EXERCISE BRIEF -
The records that follow must be repeated exactly, minus the images.

(Referring expression data)
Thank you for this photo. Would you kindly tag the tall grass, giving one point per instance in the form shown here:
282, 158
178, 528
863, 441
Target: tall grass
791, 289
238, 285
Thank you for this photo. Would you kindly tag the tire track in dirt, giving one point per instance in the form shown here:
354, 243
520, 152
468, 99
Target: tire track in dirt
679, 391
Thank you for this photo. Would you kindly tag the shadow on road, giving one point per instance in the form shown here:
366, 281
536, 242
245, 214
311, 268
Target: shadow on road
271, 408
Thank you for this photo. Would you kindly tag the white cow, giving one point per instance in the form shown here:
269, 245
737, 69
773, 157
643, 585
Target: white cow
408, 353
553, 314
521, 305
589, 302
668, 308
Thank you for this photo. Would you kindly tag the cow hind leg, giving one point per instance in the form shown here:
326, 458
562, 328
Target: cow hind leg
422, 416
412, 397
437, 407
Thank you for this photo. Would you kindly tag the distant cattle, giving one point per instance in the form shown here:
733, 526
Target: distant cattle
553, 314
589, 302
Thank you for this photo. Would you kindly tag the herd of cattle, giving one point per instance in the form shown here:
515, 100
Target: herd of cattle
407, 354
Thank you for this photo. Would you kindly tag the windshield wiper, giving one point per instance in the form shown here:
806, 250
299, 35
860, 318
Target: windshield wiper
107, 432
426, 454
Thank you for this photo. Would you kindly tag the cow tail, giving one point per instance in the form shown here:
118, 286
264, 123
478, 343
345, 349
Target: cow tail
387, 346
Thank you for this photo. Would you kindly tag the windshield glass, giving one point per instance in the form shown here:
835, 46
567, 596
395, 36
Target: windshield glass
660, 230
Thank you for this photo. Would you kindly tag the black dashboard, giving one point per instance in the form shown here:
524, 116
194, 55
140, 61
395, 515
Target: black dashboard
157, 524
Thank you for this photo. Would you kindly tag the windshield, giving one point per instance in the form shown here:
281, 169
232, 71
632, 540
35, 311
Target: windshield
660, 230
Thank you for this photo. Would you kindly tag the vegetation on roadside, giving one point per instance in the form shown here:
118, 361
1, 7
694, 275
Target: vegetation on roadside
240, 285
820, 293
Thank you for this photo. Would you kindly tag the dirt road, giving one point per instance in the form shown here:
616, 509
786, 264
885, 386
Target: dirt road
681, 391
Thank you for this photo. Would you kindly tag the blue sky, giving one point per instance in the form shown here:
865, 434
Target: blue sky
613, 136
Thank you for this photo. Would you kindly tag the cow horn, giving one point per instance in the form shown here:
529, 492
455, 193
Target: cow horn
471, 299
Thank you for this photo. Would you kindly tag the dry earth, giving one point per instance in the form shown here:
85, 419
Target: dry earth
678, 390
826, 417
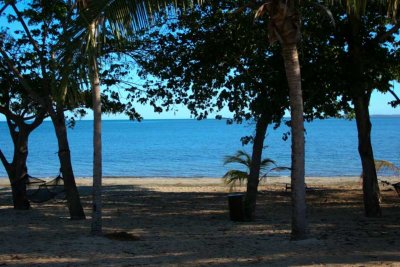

ANSWER TO THIS EXERCISE -
Thank you for this photo. Would you kindly tag the tall grass, giving one point per instance in the form shown here:
282, 158
178, 528
863, 441
Target: tall grass
791, 289
238, 285
Thank you for this photo. Would you kindly tag the tire track in dirt, giving one point per instance in the form shown here:
354, 243
520, 152
468, 99
Target: tire track in dirt
679, 391
Thank you for this photo. Would you kindly tag the shadow on road, giving one point per instance in the form shown here:
366, 281
536, 242
245, 214
311, 268
Target: shadow on road
271, 408
Thank you for this photo. Would you kindly tag the white cow, giving one point per instance in the form shown here:
269, 245
737, 69
773, 157
643, 585
Target: white cow
408, 353
553, 314
521, 305
589, 302
668, 308
Thank you for this photo. Would you kindly tag the cow hind leg, giving one point per instance in the form shown here:
326, 458
562, 328
Target: cow hind leg
422, 416
412, 397
437, 407
Thank you for this photo. Would you kindly tag the distant cattle, giving one point per instance in the form shown here:
733, 526
Target: distant cattle
553, 314
589, 302
Thank you for this photo. Would you kindly tag the herd of cattle, giving one point per instance in the form shown here:
515, 100
Target: herd of cattle
407, 354
Thank you for this photo. Would you kindly tag the windshield wiper, giving one point per instance in the form shown here:
806, 250
299, 35
860, 318
Target: windshield wiper
107, 432
426, 454
Thank you for this photo. Would you kindly tag the cow tail, giving one point per instance in the form shown here:
118, 286
264, 123
478, 343
345, 349
Target: cow tail
387, 346
Thank you for this photo. Would you kindly tag the windshield glass, giving one point per instance in the form shown here:
835, 46
567, 596
395, 36
Target: windshield glass
660, 230
Thank you for this photo. Would you kindly tag the black dashboard, giving one point per instance in the form shown here:
524, 116
194, 55
140, 61
395, 515
Target: black dashboard
157, 524
Thank you for this photo. Would you kindly tag the windshield, giving one point per instance in the form shown here:
281, 169
232, 71
632, 540
35, 311
Target: windshield
660, 230
Thank you for this photo. Would you kindly tag the vegetation on roadside, giving one point per instance in the form shown here:
118, 361
1, 7
694, 275
Target: vegetation on roadside
240, 285
820, 293
Thank you for this photo. Would you kindly tag the dirt road, giving one point per instance in the form shown here:
616, 509
786, 264
885, 386
Target: dirt road
681, 391
Thank you for this photo. Would you kindly tag the blue sky, giving one point per instance in the form shown here:
865, 434
Target: blue sky
613, 136
Thank you for this photo. Would you kindly tag the cow horn, giving one point per instance in the form shown here:
529, 492
455, 193
Target: cow horn
471, 299
Thank you for this photo. Would you kindly tag the dry earth, giving one point per instance in the form shown here:
85, 419
Target: dry earth
678, 390
826, 417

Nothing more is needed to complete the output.